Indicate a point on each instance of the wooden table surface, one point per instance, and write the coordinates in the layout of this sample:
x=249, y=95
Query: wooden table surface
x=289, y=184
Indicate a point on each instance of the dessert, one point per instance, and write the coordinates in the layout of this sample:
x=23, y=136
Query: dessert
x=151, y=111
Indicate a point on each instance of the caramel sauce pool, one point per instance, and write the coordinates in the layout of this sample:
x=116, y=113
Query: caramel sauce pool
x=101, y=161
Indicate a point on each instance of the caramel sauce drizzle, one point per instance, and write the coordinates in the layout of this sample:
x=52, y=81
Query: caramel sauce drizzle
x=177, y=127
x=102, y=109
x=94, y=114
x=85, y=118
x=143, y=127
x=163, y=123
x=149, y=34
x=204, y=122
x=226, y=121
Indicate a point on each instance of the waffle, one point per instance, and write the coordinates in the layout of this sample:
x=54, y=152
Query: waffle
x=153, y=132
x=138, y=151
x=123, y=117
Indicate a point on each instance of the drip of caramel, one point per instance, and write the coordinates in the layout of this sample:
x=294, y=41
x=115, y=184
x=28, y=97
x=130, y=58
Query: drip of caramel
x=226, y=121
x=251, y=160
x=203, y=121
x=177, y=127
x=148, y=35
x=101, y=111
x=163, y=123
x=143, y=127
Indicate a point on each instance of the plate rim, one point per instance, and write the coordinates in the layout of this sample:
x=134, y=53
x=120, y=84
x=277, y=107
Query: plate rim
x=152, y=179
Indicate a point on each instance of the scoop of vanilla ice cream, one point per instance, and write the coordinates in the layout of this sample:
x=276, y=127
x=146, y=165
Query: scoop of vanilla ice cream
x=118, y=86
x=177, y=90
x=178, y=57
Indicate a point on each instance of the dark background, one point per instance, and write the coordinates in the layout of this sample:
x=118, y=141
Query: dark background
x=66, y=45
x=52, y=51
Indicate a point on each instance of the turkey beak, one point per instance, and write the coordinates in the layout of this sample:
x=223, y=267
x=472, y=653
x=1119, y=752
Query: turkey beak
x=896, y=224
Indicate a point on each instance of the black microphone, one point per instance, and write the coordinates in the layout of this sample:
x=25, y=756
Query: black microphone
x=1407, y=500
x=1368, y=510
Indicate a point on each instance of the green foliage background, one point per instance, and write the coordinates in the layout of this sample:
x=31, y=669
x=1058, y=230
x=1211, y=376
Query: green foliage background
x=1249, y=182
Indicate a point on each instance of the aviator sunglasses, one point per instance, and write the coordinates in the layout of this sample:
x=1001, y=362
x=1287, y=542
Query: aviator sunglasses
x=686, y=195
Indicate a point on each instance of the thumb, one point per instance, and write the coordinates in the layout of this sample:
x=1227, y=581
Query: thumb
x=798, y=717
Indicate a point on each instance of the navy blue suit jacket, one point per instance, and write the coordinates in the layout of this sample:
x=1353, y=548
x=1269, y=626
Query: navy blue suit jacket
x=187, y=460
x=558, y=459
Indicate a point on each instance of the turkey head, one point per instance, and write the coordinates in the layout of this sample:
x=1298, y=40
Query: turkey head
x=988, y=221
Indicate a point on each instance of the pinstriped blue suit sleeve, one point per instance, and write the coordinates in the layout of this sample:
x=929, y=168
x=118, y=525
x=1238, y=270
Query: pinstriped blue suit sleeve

□ □ □ □ □

- What the task asks -
Copy the listing above. Match every line exactly.

- Your solution -
Indicate a point on each instance of the wooden table surface, one point per instance, and write the coordinates in the layout of this sample:
x=249, y=95
Query: wooden table surface
x=289, y=184
Indicate a point on each instance of the dessert, one point per instance, and write the coordinates in the layout of this sample:
x=23, y=136
Query: dessert
x=151, y=111
Indicate a point on each instance of the caramel sauce pool, one point per instance, and write the coordinates in the layout of this sample:
x=116, y=113
Query: caramel sauce pool
x=101, y=161
Indicate a point on each instance of the caramel sauce drizzle, one point per instance, and write the coordinates in the layout of this sample:
x=52, y=81
Query: caramel sauce drizzle
x=177, y=127
x=102, y=109
x=94, y=114
x=85, y=118
x=143, y=127
x=163, y=123
x=149, y=34
x=204, y=122
x=226, y=121
Indicate a point on each instance of the waffle, one point per instance, and write the coordinates in the layout of this sample:
x=54, y=152
Query: waffle
x=153, y=132
x=138, y=151
x=123, y=117
Indicate a point on each instance of the drip of caramel, one point per instance, and write the coordinates in the layout of this sample:
x=294, y=41
x=115, y=184
x=28, y=97
x=130, y=58
Query: drip of caramel
x=226, y=121
x=251, y=160
x=203, y=121
x=177, y=127
x=148, y=35
x=101, y=111
x=163, y=123
x=143, y=127
Indicate a point on each instance of the plate rim, one point per instance, and write the coordinates in the layout of this sample:
x=134, y=53
x=120, y=84
x=277, y=107
Query: plate rim
x=152, y=179
Indicate a point on each instance of the scoop of vanilla ice cream, one point per instance, and write the coordinates in the layout of this sample:
x=276, y=127
x=146, y=165
Query: scoop of vanilla ice cream
x=118, y=86
x=177, y=90
x=178, y=57
Indicate a point on each instance of the dark background, one point per instance, and write the coordinates in the layout of this sample:
x=118, y=141
Query: dark background
x=66, y=45
x=52, y=51
Indicate a point on each instance of the turkey beak, one point per instance, and write the coordinates in the layout of this sample:
x=223, y=267
x=472, y=653
x=1119, y=752
Query: turkey beak
x=896, y=224
Indicate a point on each instance of the black microphone, one point per instance, and write the coordinates in the layout of this sample:
x=25, y=756
Query: black microphone
x=1407, y=500
x=1368, y=510
Indicate a point on each instance of the green foliage background, one point per instance, and write the coordinates in the layout of this sample:
x=31, y=669
x=1058, y=230
x=1211, y=376
Query: green foliage background
x=1249, y=182
Indicate a point on each instance of the aviator sunglasses, one point per instance, and write the coordinates in the layout of this sample:
x=1001, y=362
x=1287, y=542
Query: aviator sunglasses
x=686, y=195
Indicate a point on each instance of the thumb, one point per instance, and write the coordinates in the layout of this sample:
x=1227, y=581
Query: thumb
x=798, y=717
Indicate a point on each instance of the navy blue suit jacket, one point per instance, and write the coordinates in the layout of this sample:
x=1353, y=548
x=1269, y=626
Query: navy blue suit jacket
x=187, y=460
x=558, y=459
Indicate a point on each instance of the turkey head, one point per instance, and write the coordinates in the layout of this sample:
x=1298, y=40
Query: turkey head
x=988, y=221
Indicate a point on each instance of the pinstriped blue suit sleeve, one point per instance, and write the coordinates in the layout of this sample:
x=929, y=168
x=118, y=525
x=1238, y=270
Query: pinstriped blue suit sleeve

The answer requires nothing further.